◆ Work to complete:
Copy out each line of the data below in which "background" appears.
Segment Start: Exercise data
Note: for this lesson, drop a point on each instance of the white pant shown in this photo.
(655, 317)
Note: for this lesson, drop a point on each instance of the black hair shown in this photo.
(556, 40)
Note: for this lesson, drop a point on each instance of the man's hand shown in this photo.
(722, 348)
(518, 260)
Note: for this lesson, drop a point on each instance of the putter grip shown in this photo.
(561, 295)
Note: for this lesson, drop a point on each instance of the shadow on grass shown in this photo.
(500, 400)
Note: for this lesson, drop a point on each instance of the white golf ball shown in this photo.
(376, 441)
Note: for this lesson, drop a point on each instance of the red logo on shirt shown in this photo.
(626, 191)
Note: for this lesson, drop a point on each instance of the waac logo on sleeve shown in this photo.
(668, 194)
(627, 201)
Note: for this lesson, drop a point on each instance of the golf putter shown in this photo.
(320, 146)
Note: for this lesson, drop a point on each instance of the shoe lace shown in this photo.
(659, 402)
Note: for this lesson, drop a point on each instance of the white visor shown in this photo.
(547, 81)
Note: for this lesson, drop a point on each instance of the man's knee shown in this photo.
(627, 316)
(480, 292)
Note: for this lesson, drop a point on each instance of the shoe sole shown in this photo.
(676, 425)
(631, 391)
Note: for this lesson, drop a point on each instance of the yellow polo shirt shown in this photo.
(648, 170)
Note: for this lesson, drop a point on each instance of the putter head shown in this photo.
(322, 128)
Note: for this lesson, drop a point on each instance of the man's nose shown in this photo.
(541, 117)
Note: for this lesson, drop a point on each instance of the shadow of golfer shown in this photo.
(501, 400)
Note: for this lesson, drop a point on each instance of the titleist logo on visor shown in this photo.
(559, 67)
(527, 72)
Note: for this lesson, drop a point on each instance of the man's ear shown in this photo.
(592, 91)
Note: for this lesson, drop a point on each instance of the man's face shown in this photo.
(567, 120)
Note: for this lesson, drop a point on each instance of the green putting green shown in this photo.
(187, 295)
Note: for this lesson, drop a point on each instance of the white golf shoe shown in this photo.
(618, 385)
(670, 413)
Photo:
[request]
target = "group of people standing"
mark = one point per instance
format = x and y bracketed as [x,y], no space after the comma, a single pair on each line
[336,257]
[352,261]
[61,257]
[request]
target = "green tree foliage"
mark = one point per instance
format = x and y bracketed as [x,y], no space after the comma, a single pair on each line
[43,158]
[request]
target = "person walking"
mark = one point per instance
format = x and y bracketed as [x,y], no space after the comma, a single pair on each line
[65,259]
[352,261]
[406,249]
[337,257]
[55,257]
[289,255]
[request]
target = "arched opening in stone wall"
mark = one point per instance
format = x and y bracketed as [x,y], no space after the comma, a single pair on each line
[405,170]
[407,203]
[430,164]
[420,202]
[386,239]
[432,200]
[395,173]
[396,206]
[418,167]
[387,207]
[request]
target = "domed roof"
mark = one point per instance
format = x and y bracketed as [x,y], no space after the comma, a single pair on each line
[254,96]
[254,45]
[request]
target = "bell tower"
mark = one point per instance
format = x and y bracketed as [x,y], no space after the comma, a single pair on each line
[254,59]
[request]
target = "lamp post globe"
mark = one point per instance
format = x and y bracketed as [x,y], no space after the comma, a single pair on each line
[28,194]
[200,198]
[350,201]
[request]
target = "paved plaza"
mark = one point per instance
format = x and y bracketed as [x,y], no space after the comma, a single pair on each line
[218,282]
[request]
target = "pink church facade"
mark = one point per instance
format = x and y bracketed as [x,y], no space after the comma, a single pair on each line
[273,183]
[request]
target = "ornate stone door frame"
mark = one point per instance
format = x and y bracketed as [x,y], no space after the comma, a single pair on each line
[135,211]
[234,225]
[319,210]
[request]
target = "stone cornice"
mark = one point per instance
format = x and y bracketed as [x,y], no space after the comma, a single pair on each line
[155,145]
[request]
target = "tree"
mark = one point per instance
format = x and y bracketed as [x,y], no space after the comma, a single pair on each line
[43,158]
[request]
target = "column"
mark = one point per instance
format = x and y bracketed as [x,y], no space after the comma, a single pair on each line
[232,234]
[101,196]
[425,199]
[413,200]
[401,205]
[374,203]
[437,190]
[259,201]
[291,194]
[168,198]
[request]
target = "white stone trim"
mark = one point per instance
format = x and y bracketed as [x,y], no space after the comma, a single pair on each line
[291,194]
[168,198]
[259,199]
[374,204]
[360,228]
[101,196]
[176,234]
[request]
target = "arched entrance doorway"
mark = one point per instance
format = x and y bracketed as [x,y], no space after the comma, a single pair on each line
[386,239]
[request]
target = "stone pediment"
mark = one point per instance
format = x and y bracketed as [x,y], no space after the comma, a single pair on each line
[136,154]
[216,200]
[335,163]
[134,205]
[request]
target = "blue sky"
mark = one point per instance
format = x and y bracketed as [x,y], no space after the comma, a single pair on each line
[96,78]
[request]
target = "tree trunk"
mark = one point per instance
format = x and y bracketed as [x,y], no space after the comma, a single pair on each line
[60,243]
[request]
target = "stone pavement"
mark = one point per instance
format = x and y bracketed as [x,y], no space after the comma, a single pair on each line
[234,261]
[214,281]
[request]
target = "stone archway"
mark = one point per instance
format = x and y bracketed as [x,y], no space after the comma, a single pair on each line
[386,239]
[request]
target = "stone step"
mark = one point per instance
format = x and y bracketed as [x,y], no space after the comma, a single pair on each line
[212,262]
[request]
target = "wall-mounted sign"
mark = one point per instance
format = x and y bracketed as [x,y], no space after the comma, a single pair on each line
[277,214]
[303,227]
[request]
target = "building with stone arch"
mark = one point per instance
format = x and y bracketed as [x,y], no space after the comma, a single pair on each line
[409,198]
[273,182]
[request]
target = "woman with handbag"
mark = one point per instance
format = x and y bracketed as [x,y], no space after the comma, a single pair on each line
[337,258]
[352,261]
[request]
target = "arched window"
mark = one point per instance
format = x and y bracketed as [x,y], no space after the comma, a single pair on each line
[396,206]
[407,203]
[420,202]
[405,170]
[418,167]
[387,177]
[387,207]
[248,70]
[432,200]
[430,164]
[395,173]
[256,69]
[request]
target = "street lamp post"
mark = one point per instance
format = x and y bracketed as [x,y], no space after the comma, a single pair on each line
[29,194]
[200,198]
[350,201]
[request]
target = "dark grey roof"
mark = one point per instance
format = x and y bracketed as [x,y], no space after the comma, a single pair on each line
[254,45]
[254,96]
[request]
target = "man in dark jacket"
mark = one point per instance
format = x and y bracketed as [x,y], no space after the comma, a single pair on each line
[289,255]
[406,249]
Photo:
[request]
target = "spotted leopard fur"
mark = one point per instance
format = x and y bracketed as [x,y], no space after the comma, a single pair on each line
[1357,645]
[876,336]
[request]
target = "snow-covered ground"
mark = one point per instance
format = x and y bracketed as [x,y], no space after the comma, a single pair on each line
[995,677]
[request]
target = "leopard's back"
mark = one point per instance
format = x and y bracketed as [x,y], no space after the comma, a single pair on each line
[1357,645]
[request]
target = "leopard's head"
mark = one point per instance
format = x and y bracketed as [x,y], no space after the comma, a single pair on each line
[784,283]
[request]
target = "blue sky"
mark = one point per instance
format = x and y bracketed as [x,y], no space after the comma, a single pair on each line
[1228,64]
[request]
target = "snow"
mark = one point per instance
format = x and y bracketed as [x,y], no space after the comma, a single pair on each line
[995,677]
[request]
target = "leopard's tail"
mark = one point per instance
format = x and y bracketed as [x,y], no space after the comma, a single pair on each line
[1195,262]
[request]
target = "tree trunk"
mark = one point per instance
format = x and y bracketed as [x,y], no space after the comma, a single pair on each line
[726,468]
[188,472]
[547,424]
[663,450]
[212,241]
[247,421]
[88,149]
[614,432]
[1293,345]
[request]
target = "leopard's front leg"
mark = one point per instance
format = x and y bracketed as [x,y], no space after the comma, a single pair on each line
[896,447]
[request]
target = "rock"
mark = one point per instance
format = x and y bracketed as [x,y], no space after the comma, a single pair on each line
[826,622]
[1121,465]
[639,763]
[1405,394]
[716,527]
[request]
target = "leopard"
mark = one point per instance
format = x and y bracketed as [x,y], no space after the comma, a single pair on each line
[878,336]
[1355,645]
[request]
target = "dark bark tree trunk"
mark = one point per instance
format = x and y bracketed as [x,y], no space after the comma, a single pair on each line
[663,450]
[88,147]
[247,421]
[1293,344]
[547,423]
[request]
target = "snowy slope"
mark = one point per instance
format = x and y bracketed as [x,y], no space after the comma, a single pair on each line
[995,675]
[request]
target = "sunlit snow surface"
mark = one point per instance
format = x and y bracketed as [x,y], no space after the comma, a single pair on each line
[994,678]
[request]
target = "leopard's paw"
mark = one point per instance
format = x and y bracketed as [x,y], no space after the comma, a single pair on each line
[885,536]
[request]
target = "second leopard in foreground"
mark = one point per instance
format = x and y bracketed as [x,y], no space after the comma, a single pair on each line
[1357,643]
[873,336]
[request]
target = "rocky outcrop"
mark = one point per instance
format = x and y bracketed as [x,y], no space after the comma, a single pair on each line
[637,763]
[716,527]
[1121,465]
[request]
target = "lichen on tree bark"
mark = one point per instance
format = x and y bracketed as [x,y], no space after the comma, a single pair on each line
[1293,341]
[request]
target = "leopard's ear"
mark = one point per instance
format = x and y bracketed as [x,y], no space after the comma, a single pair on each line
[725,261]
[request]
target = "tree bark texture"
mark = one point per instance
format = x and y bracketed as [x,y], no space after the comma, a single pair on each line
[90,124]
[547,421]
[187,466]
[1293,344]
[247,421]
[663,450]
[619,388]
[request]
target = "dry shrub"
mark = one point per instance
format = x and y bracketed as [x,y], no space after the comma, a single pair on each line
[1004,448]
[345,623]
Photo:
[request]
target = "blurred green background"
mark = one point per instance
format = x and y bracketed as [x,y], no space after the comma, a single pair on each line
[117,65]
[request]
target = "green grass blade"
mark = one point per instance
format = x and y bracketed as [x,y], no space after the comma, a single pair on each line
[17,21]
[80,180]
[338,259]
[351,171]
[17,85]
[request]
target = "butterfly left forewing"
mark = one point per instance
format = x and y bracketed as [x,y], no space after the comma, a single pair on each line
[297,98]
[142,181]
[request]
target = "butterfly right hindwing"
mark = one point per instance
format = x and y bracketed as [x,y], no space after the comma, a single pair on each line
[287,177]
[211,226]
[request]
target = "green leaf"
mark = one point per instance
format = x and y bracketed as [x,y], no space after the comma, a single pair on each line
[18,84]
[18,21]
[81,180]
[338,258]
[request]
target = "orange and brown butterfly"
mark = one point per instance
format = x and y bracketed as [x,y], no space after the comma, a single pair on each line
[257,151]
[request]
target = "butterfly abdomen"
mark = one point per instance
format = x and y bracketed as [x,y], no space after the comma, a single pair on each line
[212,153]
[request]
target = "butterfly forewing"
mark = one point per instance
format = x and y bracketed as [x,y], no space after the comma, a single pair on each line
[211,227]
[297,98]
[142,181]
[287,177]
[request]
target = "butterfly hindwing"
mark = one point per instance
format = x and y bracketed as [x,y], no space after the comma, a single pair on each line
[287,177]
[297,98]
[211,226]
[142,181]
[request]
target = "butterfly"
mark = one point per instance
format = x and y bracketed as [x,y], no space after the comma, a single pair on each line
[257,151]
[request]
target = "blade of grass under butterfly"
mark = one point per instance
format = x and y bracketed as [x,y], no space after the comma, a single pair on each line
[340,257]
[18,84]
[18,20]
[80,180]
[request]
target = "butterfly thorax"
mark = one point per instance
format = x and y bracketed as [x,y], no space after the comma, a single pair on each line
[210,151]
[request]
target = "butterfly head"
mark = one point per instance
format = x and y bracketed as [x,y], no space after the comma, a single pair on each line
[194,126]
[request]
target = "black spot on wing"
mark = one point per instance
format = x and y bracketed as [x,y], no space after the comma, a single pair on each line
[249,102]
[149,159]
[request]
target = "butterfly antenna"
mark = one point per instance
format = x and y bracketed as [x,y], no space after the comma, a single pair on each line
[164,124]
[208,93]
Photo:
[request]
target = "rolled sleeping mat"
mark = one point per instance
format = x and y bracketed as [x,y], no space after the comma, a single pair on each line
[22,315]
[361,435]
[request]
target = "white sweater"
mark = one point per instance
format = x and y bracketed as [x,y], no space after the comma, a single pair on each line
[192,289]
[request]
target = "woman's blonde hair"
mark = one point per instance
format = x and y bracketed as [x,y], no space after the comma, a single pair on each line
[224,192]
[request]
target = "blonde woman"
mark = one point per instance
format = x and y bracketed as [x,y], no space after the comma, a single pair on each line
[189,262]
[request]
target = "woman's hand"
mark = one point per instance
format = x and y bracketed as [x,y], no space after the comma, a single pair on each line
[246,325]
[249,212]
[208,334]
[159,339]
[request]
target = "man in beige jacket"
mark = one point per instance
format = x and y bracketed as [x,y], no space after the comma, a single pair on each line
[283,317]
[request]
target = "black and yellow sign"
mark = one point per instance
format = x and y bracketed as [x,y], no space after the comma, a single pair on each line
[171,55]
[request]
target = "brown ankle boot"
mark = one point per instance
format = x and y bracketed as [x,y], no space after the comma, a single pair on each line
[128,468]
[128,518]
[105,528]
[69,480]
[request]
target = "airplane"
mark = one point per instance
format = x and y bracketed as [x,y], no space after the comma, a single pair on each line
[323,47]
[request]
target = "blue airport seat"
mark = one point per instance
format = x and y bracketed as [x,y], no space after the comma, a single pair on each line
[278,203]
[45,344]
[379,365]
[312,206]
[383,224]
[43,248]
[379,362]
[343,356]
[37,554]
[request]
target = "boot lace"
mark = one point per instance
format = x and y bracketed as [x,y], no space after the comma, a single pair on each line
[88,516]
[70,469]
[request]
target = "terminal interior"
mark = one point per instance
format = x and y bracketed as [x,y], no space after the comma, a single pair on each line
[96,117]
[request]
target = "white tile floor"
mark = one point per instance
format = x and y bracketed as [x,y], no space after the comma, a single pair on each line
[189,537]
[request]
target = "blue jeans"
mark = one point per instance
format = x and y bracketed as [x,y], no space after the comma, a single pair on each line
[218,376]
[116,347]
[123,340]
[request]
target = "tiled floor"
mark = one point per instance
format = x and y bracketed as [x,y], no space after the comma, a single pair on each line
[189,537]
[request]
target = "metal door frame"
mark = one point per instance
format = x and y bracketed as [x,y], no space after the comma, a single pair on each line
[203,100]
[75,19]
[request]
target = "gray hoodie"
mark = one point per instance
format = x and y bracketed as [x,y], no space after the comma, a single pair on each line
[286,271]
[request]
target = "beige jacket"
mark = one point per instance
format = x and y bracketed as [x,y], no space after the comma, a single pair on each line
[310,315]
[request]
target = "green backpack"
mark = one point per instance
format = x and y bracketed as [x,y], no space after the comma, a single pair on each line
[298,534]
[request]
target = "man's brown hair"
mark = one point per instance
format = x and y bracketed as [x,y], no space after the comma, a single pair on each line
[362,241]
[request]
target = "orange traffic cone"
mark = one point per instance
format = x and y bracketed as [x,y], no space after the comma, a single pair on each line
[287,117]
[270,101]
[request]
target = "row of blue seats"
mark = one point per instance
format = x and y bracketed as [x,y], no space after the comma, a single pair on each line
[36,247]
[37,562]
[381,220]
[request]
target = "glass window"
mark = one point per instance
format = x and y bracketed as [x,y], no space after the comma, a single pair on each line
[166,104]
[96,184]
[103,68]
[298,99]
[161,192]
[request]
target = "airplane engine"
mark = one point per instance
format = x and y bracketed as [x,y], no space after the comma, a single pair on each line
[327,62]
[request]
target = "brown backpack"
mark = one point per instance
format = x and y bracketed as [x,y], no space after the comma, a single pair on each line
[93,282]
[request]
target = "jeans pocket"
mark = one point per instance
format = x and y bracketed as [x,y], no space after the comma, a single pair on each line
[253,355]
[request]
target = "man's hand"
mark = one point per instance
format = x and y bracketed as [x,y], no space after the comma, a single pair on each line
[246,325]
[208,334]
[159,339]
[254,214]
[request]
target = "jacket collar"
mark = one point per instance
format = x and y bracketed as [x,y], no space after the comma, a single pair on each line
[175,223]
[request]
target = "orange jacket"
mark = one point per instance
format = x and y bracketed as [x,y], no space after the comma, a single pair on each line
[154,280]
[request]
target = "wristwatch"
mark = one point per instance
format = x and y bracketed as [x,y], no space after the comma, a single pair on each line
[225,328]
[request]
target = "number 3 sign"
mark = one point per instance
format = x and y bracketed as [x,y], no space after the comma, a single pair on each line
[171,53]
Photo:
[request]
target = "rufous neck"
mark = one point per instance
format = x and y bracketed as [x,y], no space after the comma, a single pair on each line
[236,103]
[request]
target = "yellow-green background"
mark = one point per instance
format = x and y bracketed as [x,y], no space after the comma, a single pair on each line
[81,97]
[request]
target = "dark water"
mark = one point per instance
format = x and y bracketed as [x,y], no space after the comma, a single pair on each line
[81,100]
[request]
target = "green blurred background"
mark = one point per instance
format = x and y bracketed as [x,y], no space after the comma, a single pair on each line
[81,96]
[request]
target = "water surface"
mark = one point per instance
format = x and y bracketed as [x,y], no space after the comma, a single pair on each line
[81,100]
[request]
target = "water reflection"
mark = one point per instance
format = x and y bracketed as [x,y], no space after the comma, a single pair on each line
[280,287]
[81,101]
Segment End: Exercise data
◆ Response:
target = "blurred green background"
target = "yellow-green background"
target = "green blurred background"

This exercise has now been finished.